─── Dataset extract ───

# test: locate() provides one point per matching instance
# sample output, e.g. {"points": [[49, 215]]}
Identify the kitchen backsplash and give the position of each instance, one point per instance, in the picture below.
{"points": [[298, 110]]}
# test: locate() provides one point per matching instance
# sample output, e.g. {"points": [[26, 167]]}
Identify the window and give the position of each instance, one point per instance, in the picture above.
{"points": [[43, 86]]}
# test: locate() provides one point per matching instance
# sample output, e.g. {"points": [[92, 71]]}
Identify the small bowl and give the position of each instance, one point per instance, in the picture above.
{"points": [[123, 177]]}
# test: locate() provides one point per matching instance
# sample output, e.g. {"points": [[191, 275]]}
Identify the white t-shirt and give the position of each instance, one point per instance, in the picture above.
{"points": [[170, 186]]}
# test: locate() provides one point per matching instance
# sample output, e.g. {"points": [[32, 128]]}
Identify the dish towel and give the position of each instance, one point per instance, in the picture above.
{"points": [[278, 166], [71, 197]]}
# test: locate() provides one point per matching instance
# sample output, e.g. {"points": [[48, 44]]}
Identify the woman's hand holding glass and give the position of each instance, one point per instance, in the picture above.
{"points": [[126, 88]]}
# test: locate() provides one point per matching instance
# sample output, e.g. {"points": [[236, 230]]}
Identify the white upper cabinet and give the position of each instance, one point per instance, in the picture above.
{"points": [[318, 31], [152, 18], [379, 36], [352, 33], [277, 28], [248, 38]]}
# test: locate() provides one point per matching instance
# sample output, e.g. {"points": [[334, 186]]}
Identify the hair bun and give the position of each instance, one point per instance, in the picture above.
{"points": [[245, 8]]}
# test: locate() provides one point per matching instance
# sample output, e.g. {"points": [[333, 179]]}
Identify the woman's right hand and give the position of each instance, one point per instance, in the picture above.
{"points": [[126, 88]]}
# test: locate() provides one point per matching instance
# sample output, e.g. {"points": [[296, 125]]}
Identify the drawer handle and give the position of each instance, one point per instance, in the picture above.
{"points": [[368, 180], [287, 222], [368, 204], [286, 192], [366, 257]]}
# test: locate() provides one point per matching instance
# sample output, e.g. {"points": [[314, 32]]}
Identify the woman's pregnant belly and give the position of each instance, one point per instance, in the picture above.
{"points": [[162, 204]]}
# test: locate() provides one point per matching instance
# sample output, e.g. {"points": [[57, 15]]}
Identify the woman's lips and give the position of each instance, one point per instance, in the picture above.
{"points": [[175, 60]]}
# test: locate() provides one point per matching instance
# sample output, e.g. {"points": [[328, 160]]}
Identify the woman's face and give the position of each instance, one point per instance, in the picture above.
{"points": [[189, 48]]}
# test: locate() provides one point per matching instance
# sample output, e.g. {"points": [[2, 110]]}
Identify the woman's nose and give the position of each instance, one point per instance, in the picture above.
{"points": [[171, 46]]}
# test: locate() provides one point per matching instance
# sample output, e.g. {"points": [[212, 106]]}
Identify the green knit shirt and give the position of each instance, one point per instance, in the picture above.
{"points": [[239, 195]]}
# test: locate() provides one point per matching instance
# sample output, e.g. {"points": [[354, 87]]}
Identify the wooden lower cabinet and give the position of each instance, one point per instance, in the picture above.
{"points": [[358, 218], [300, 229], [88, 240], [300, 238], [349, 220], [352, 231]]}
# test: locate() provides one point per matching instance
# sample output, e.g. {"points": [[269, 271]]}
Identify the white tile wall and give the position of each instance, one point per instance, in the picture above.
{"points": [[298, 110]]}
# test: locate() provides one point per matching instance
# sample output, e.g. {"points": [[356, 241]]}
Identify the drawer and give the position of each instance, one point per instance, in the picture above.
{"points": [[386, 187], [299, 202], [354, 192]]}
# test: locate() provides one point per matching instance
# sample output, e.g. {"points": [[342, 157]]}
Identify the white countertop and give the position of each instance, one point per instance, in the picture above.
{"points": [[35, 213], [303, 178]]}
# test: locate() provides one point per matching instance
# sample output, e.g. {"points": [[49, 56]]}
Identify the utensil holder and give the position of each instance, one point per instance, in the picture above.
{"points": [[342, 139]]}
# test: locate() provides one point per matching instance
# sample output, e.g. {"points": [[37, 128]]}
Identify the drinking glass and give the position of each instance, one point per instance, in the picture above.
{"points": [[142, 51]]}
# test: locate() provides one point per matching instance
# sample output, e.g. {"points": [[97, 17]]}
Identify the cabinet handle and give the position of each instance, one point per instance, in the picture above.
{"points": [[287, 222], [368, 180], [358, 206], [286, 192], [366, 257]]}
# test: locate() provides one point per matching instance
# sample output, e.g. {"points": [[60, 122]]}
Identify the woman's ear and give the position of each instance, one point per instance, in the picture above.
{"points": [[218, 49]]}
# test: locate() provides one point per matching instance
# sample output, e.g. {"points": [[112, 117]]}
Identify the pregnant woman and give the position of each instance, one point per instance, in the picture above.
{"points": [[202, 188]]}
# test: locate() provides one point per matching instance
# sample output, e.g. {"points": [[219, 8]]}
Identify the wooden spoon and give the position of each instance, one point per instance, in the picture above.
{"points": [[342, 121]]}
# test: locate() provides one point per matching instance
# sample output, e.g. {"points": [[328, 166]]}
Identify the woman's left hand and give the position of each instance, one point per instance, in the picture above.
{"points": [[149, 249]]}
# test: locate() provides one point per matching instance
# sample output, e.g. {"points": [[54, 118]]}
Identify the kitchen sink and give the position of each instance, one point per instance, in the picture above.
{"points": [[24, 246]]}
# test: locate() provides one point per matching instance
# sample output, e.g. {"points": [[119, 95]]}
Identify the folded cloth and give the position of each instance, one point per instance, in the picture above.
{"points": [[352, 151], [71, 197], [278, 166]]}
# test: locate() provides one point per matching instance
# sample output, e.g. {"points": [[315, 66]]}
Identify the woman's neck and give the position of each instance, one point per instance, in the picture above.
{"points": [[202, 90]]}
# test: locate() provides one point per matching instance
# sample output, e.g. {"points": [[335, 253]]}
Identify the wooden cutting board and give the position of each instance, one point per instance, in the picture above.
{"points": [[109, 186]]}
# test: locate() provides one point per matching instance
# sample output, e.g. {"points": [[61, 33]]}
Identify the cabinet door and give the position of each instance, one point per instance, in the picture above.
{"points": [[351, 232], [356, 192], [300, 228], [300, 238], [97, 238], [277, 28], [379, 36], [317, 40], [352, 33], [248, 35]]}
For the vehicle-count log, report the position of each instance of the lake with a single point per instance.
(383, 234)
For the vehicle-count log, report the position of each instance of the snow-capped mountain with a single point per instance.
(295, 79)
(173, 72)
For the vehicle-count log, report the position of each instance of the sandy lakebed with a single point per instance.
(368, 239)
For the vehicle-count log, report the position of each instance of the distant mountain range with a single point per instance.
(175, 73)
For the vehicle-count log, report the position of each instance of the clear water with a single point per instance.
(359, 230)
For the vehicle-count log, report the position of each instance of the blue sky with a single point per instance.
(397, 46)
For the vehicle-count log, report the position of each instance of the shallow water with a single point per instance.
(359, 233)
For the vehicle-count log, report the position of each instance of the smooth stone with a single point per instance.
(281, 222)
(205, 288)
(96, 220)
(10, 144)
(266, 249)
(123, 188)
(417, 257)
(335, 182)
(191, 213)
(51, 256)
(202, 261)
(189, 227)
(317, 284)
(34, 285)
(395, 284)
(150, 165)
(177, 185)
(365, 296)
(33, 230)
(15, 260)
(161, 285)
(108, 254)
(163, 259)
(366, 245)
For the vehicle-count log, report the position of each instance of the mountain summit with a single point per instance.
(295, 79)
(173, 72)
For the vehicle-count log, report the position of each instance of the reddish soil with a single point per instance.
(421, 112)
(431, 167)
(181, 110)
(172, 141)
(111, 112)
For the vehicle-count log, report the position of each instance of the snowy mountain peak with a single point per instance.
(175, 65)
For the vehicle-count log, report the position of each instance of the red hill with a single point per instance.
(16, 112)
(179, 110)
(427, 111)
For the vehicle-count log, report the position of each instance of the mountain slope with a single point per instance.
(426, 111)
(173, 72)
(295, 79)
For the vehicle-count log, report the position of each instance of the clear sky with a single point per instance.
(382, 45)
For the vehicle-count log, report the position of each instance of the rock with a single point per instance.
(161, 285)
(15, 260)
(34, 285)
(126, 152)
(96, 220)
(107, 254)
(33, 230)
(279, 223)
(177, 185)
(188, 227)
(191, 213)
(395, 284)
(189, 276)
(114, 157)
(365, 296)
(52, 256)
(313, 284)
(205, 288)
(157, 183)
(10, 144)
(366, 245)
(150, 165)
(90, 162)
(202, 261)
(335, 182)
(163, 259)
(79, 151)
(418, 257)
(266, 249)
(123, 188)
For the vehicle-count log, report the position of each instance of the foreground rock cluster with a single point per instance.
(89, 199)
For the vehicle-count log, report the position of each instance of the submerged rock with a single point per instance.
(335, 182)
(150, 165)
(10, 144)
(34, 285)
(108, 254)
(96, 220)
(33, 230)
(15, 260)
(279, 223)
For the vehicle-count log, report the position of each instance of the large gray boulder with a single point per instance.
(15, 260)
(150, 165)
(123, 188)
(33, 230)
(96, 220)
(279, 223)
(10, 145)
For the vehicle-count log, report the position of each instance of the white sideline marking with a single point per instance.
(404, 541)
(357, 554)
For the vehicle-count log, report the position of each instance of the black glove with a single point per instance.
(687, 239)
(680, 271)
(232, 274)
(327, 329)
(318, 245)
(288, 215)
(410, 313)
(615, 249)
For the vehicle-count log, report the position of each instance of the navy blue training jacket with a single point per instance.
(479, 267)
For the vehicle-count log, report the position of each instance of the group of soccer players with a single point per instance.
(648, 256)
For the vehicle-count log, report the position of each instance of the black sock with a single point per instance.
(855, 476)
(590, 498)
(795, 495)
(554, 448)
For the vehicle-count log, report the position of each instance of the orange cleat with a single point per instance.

───

Starting with the line that contains "sock with a single point per instance.", write out each line through the end of the listing, exactly as it appears, and include nothing else.

For the vehicle-count log, report the position of each instance of the black sock with a single point per instance.
(855, 476)
(590, 498)
(795, 495)
(554, 448)
For the vehicle-count log, report the position of each instance of the orange cleat with a single point per instance.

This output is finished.